### MATERIAL FOR THE TASK
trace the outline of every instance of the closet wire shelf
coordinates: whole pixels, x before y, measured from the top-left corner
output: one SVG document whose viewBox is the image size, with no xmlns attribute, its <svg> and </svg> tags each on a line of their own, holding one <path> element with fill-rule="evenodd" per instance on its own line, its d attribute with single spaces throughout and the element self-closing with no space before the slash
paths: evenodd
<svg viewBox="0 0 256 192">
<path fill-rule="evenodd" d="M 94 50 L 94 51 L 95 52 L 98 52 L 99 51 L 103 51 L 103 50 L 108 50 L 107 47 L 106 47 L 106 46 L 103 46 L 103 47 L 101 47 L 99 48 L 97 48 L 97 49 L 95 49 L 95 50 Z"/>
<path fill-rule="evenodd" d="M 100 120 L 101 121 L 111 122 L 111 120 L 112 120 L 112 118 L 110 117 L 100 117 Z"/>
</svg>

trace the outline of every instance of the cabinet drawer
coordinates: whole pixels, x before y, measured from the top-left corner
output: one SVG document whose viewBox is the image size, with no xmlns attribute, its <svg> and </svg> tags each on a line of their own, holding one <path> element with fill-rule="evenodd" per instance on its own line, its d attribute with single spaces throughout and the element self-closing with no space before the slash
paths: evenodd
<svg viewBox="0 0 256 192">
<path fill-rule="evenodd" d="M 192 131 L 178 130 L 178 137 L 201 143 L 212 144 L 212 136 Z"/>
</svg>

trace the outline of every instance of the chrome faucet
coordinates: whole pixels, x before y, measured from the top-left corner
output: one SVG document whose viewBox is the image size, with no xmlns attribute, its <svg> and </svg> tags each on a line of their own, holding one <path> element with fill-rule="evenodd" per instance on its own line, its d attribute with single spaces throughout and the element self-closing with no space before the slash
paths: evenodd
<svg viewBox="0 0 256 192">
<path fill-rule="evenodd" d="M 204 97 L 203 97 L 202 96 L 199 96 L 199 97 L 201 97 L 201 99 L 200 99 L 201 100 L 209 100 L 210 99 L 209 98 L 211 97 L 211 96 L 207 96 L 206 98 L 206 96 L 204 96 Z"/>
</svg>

### GOAL
Copy out all of the data above, swapping every "whole pixels" for "integer pixels" and leaving everything else unchanged.

### COMPLETE OUTPUT
trace the outline of every instance of the closet wire shelf
coordinates: integer pixels, x before y, measured from the top-left corner
output: one SVG document whose viewBox is the image size, with no xmlns attribute, its <svg> and </svg> tags each on a line of their own, holding one <path> element with fill-rule="evenodd" per instance on its own line, its d attribute with single spaces throughout and the element self-closing with no space before the slash
paths: evenodd
<svg viewBox="0 0 256 192">
<path fill-rule="evenodd" d="M 94 50 L 94 51 L 95 52 L 98 52 L 99 51 L 103 51 L 103 50 L 108 50 L 107 47 L 106 47 L 106 46 L 103 46 L 103 47 L 101 47 L 99 48 L 97 48 L 97 49 L 95 49 L 95 50 Z"/>
<path fill-rule="evenodd" d="M 100 120 L 101 121 L 111 122 L 111 120 L 112 120 L 112 118 L 110 117 L 100 117 Z"/>
</svg>

trace the outline of every instance of the cabinet drawer
coordinates: integer pixels, x before y, measured from the top-left corner
output: one SVG document whose viewBox is the image size, with no xmlns attribute, its <svg> and </svg> tags each on a line of their own, holding one <path> element with fill-rule="evenodd" per instance on its own line, its d attribute with single spaces throughout and the element self-closing with no space before the slash
paths: evenodd
<svg viewBox="0 0 256 192">
<path fill-rule="evenodd" d="M 192 131 L 178 130 L 178 137 L 201 143 L 212 144 L 212 136 Z"/>
</svg>

trace the outline of every instance of the chrome faucet
coordinates: integer pixels, x before y, measured from the top-left corner
output: one SVG document whose viewBox is the image size, with no xmlns attribute, its <svg> and </svg> tags each on a line of their own, holding one <path> element with fill-rule="evenodd" per instance on its own line, its d attribute with single spaces throughout and the element self-closing with no space before the slash
paths: evenodd
<svg viewBox="0 0 256 192">
<path fill-rule="evenodd" d="M 204 97 L 203 97 L 202 96 L 199 96 L 199 97 L 201 97 L 201 99 L 200 99 L 201 100 L 209 100 L 210 99 L 209 98 L 211 97 L 211 96 L 207 96 L 206 98 L 206 96 L 204 96 Z"/>
</svg>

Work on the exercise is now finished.